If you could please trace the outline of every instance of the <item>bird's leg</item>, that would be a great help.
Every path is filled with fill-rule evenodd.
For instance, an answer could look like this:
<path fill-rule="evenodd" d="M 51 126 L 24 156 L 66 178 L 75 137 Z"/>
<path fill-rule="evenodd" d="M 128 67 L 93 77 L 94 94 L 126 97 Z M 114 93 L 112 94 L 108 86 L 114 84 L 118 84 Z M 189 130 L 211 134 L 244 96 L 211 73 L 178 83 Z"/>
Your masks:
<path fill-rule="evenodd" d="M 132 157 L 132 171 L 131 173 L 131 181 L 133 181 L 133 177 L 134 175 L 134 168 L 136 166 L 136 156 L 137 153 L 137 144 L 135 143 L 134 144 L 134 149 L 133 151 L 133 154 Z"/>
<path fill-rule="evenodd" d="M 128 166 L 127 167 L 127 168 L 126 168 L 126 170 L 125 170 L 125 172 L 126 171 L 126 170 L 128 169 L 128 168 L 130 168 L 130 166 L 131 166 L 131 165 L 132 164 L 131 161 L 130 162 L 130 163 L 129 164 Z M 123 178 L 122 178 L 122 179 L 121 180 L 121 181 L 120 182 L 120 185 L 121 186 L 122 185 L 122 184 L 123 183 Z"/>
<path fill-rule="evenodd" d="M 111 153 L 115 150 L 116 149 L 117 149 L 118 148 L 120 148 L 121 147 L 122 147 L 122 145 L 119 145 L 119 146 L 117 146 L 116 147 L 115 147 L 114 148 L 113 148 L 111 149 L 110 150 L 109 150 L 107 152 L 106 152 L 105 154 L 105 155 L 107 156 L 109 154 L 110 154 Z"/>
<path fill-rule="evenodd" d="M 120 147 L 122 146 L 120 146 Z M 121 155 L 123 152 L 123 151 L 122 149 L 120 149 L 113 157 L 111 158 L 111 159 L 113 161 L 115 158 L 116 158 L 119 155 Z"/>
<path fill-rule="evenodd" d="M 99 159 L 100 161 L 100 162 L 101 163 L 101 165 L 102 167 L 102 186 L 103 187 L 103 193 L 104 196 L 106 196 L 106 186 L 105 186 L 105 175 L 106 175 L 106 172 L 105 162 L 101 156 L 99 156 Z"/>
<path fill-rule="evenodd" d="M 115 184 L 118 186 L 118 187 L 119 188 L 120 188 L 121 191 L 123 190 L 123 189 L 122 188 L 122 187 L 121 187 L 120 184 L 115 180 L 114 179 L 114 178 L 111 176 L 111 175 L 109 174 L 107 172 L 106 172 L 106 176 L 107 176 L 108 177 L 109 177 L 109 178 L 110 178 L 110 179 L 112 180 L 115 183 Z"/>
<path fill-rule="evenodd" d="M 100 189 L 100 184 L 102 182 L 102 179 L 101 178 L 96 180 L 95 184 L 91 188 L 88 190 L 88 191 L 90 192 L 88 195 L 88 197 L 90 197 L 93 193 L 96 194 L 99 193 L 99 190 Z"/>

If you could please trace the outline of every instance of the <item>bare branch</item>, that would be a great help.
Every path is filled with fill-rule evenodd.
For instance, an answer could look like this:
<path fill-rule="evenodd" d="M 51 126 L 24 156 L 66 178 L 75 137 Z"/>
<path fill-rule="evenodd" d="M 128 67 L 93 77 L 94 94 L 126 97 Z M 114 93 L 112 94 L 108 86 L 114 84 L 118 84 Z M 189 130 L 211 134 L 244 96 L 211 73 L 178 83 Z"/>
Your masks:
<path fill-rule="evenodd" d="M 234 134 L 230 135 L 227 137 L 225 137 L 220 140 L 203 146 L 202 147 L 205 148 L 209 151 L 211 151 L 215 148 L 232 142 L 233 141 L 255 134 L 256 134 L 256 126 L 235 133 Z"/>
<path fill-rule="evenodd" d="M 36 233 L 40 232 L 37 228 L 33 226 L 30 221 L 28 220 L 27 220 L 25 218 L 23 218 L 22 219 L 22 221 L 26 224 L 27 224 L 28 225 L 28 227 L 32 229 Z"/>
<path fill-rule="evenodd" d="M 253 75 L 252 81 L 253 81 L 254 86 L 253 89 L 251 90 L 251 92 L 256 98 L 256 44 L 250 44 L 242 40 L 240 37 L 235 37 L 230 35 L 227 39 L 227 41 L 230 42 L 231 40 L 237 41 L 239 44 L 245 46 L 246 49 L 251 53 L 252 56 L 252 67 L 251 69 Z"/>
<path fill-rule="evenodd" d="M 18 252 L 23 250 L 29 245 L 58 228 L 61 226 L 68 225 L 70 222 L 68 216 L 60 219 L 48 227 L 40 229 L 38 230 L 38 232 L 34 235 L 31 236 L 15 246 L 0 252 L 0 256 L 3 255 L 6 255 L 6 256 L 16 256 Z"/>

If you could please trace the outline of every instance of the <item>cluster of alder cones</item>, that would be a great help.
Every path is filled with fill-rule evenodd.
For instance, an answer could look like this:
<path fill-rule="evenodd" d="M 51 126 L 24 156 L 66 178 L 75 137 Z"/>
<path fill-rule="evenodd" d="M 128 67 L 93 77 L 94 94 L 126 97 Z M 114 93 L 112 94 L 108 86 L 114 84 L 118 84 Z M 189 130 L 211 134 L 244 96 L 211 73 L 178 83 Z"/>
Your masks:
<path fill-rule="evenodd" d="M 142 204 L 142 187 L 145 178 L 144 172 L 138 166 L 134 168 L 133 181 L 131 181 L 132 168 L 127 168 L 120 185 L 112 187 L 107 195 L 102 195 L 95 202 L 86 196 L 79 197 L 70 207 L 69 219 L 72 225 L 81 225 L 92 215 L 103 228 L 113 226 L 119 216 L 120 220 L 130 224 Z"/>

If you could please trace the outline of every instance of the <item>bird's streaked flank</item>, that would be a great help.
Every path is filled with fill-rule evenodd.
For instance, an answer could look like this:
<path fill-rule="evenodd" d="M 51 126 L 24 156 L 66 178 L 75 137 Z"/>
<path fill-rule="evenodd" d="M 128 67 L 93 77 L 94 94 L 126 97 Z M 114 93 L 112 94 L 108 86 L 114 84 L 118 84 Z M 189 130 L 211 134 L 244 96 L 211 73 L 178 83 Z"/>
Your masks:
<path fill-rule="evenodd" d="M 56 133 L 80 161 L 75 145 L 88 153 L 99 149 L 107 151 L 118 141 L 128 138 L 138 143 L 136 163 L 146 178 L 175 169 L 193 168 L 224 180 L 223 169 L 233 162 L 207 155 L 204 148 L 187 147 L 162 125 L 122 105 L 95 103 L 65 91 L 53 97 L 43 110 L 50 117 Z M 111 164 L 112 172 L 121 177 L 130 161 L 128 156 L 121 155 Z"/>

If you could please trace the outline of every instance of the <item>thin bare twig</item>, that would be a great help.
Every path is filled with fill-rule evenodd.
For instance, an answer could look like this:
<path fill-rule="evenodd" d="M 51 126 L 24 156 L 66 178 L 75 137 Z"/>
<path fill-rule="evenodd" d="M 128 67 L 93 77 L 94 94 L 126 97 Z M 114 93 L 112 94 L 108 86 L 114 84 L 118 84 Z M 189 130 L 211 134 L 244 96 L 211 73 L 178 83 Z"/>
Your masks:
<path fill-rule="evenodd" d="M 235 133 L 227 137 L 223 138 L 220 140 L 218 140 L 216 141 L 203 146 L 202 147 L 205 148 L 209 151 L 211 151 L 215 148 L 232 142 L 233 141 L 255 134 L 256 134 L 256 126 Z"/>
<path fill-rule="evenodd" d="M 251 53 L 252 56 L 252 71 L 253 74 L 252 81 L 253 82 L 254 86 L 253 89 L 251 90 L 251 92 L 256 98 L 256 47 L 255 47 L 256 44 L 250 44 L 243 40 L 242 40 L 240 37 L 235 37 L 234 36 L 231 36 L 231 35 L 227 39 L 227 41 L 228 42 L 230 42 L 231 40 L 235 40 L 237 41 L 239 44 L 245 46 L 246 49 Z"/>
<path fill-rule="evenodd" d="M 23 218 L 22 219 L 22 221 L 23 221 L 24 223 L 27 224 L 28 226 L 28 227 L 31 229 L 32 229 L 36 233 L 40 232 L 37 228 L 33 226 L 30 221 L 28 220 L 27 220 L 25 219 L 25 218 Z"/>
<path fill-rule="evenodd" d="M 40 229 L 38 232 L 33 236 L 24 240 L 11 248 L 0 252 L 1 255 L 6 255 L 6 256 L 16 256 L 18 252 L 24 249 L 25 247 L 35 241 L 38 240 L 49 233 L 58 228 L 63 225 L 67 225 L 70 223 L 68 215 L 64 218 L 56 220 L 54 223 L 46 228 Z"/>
----------
__The exercise__
Reproduce the records from the line containing "cones</item>, that would be a great help." through the line containing "142 204 L 142" as a numbered list, omitting any blank lines.

__Answer below__
1. If you could please trace the outline of every instance of the <item>cluster of alder cones</item>, that would be a great help.
2. Every path is filled with fill-rule evenodd.
3. For instance, an answer could look like this:
4. <path fill-rule="evenodd" d="M 51 126 L 24 156 L 66 178 L 75 137 Z"/>
5. <path fill-rule="evenodd" d="M 128 67 L 93 77 L 94 94 L 126 97 Z M 114 93 L 112 94 L 108 86 L 114 84 L 118 84 Z M 189 130 L 211 134 L 244 96 L 211 73 L 178 83 Z"/>
6. Your masks:
7. <path fill-rule="evenodd" d="M 142 204 L 142 187 L 145 178 L 144 172 L 138 166 L 134 168 L 133 181 L 131 181 L 132 168 L 127 168 L 120 185 L 112 187 L 107 195 L 102 195 L 95 202 L 86 196 L 79 197 L 70 207 L 69 219 L 72 225 L 81 225 L 92 215 L 103 228 L 113 226 L 119 216 L 120 220 L 130 224 Z"/>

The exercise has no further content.